-- begin --

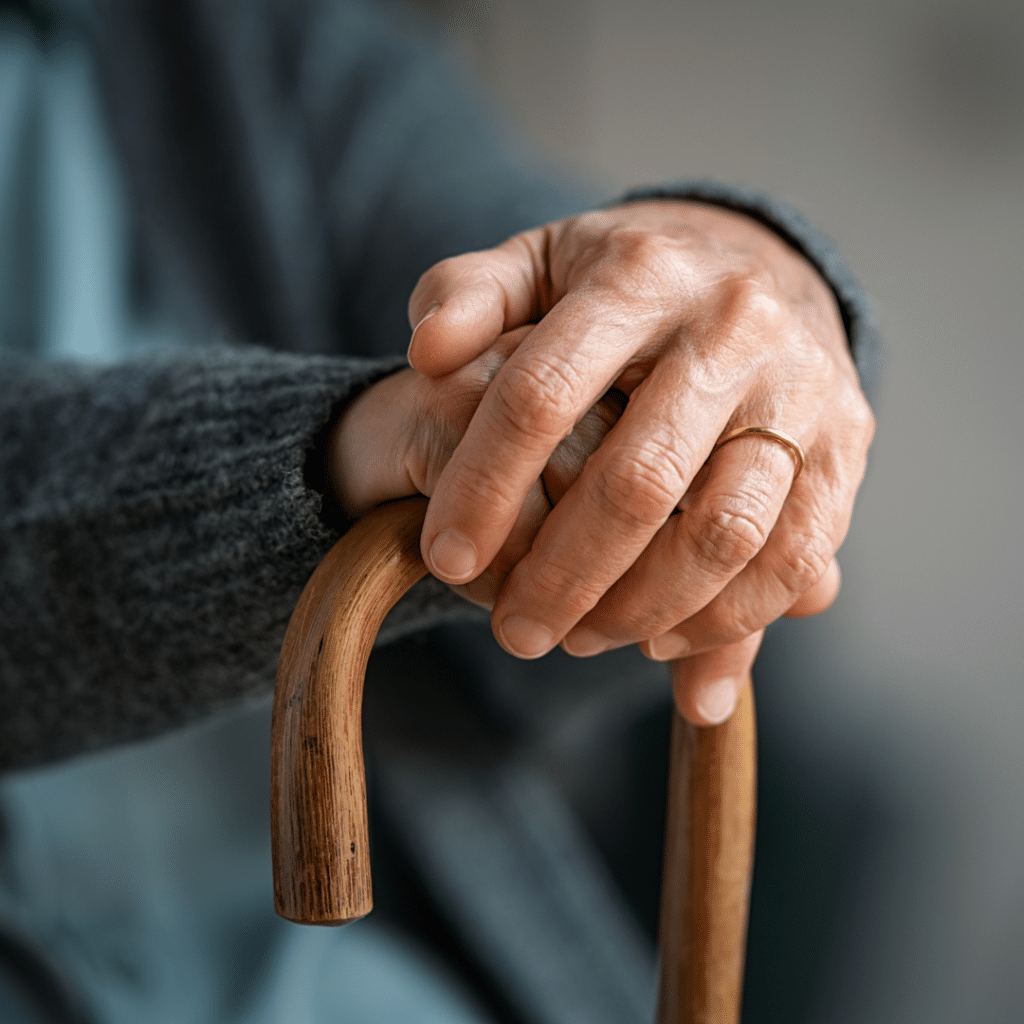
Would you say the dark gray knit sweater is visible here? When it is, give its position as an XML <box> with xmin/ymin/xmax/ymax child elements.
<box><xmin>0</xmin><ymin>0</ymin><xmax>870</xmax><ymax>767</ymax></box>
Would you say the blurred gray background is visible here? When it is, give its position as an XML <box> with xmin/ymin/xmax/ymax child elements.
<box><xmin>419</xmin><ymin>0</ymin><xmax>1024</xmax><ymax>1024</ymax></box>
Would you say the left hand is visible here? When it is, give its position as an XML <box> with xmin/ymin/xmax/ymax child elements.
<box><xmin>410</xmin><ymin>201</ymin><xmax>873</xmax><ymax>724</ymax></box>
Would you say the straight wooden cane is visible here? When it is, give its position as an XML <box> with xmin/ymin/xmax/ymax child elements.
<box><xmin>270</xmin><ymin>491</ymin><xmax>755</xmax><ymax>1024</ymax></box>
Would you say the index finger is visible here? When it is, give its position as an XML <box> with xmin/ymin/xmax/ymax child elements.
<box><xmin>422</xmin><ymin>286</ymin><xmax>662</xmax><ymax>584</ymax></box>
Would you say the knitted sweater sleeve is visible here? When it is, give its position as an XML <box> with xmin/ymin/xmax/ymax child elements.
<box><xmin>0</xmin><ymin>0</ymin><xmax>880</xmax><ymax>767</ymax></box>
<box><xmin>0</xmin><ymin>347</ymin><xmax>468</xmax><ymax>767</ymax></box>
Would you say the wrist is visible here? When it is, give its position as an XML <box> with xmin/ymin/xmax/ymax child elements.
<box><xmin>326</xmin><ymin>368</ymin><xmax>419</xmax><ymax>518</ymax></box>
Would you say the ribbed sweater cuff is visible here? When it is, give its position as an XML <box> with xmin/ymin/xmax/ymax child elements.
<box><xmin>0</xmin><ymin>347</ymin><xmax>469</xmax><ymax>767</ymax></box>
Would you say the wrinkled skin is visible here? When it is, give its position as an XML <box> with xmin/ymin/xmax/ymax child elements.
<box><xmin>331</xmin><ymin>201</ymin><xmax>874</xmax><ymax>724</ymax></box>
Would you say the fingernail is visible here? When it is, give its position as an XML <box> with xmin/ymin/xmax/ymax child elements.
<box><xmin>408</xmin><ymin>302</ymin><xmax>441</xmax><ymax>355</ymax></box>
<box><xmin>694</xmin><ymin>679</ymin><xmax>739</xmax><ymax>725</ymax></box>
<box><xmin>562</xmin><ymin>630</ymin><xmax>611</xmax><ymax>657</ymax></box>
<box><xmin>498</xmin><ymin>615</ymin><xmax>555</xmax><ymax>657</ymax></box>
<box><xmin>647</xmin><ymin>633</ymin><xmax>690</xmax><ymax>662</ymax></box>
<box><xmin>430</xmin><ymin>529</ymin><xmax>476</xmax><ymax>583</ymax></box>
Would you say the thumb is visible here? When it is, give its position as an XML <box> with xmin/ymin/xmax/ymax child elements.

-- end --

• Short exercise
Rewrite the stretch from the line containing "Would you say the wrist" through the end of the items, replacing "wrinkled skin" with "creased skin" and leaving everything else unchanged. Give only those lines.

• Correct response
Would you say the wrist is visible here? When it is, give its position as an XML <box> with xmin/ymin/xmax/ymax child elements.
<box><xmin>326</xmin><ymin>368</ymin><xmax>419</xmax><ymax>518</ymax></box>
Would you say the ribbed sweater cuff is visible here? When it is, give its position as an XML <box> with xmin/ymin/xmax/ymax child elements.
<box><xmin>0</xmin><ymin>347</ymin><xmax>469</xmax><ymax>767</ymax></box>
Would you say the creased skin is visible here? When it is, give its position as an XML <box> with xmin/ymin/xmax/ymax child elements.
<box><xmin>331</xmin><ymin>201</ymin><xmax>874</xmax><ymax>724</ymax></box>
Would you say the fingernail is visible here? When it is, give its position as an XML <box> with xmin/ymin/xmax/ymax child elements.
<box><xmin>408</xmin><ymin>302</ymin><xmax>441</xmax><ymax>355</ymax></box>
<box><xmin>694</xmin><ymin>679</ymin><xmax>739</xmax><ymax>725</ymax></box>
<box><xmin>562</xmin><ymin>630</ymin><xmax>611</xmax><ymax>657</ymax></box>
<box><xmin>498</xmin><ymin>615</ymin><xmax>555</xmax><ymax>657</ymax></box>
<box><xmin>647</xmin><ymin>633</ymin><xmax>690</xmax><ymax>662</ymax></box>
<box><xmin>430</xmin><ymin>529</ymin><xmax>476</xmax><ymax>583</ymax></box>
Would you say the thumb is visible here? When it is, give its position as an XML <box> with xmin/ymin/xmax/ymax child elements.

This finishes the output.